04
déc
2023
Espace Média L'Ifri dans les médias
Mathilde VELLIET, interviewée par Anne-Sophie Bellaiche et Marion Garreau pour l'Usine Nouvelle

"La fusion civilo-militaire chinoise est une réalité"

Spécialiste de géopolitique à l'Ifri, la chercheuse décrypte les rivalités technologiques entre Chine, Etats-Unis et Europe, la stratégie de l'administration Biden, et leurs conséquences pour les entreprises.

usinenouvelle_logo.png

L’Europe vient de désigner dix technologies critiques à protéger. Comment interprétez-vous cette décision ?

Je la vois comme la continuité d’une politique européenne qui vise à mieux maîtriser ses dépendances économiques et technologiques. Mais cela rejoint l’approche américaine plus ferme vis-à-vis de la Chine. Les technologies visées sont justifiées par leur potentielle utilisation à de fins militaires ou leur risque pour les droits de l’homme. Notamment les biotechs, les semi-conducteurs, et l’IA, qui peuvent servir dans la défense. Est-ce la seule motivation ?  Je ne sais pas. Mais la politique de fusion civilo-militaire chinoise est une réalité. Pour l’instant la politique européenne reste officiellement « country agnostic », c’est-à-dire neutre.

Le discours officiel de ne pas cibler la Chine n'est-il pas un argument de façade ?

La perception européenne des risques vis-à-vis de la Chine s’est accrue, avec pour conséquence un contrôle de ses investissements. L’Allemagne vient de bloquer une participation chinoise dans une entreprise du spatial, Kleo et précédemment dans les semi-conducteurs. Sur la vulnérabilité dans les télécoms, la question de Huawei dans les réseaux européens est posée depuis des années mais c’est seulement depuis quelques mois que certains pays européens évoluent et écartent l'équipementier, « encouragés », bien sûr, par la diplomatie américaine.

L’Europe se protège-t-elle aussi des Etats-Unis ?

Oui, mais la gestion de sa relation avec celui qui est d'une part un allié politique, diplomatique et sécuritaire, d'autre part un compétiteur économique et technologique, est plus ancienne. Cette gestion est liée à la volonté de l’Europe de maintenir une souveraineté numérique, de ne pas subir les prérogatives du droit américain, les initiatives de son département de la justice ou tout simplement sa puissance économique.

Comment la relation entre la Chine et les Etats-Unis a-t-elle viré à guerre pour la suprématie technologique ?

Le sujet du commerce, avec un déficit dans les échanges, des vols de propriété intellectuelle, des accusations d’espionnage est présent depuis le début des années 2000. Mais désormais il y a à la fois un raidissement voire une agressivité de la politique étrangère chinoise et la perception que ce pays gagne le rang de pair dans certains technologiques, voire s’impose dans des domaines où les Etats-Unis n’ont pas de champion, comme la 5G. La perception de la menace est plus forte. Les technologies duales sont essentielles dans la défense et indispensables pour maintenir la prééminence économique des Etats-Unis sur le long terme. C’est cette double facette qui les met au cœur de la rivalité.

****

Objectif du travail: Prolonger l'entretien sur les rivalités technologiques entre la Chine, les États-Unis et l'Europe à partir de sa dernière phrase.

Extrait des données:
****

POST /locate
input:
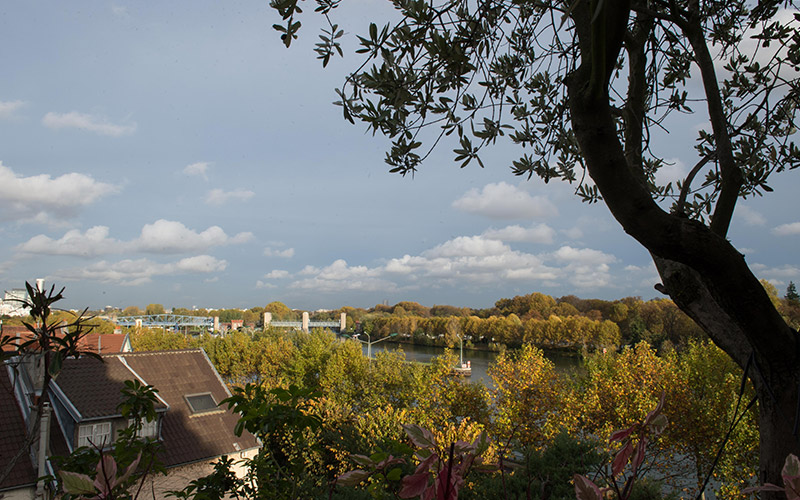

****

Résultat produit:
Comment s’étend cette rivalité ?

Depuis l’an dernier, les restrictions imposées par les Etats-Unis ne ciblent plus seulement des entreprises ou des secteurs très liés au militaire mais des domaines plus larges pour éviter des transferts de technologie. Cette approche se couple à une politique offensive de subventions. Une double stratégie de « promote et protect » qui peut conduire à une course aux subventions, y compris avec ses alliés.

Comment les entreprises américaines vivent-elles toutes ses restrictions ?

Elles savent que c’est une tendance contre laquelle elles peuvent difficilement lutter. Ensuite, dans un même secteur, l’effet est très différent. Dans les semi-conducteurs par exemple, GlobalFoundries bénéficie de subventions et voit des compétiteurs évincés, tandis que Nvidia est bien plus pénalisées. Ce que demandent les entreprises c’est de la prévisibilité pour éviter des décrets unilatéraux sans consultation. Et aussi de circonscrire les restrictions, en expliquant aux politiques qu'à trop les étendre, ils tirent une balle dans le pied de leurs champions technologiques nationaux.

Les entreprises européennes sont-elles touchées par cette rivalité sino-américaine ?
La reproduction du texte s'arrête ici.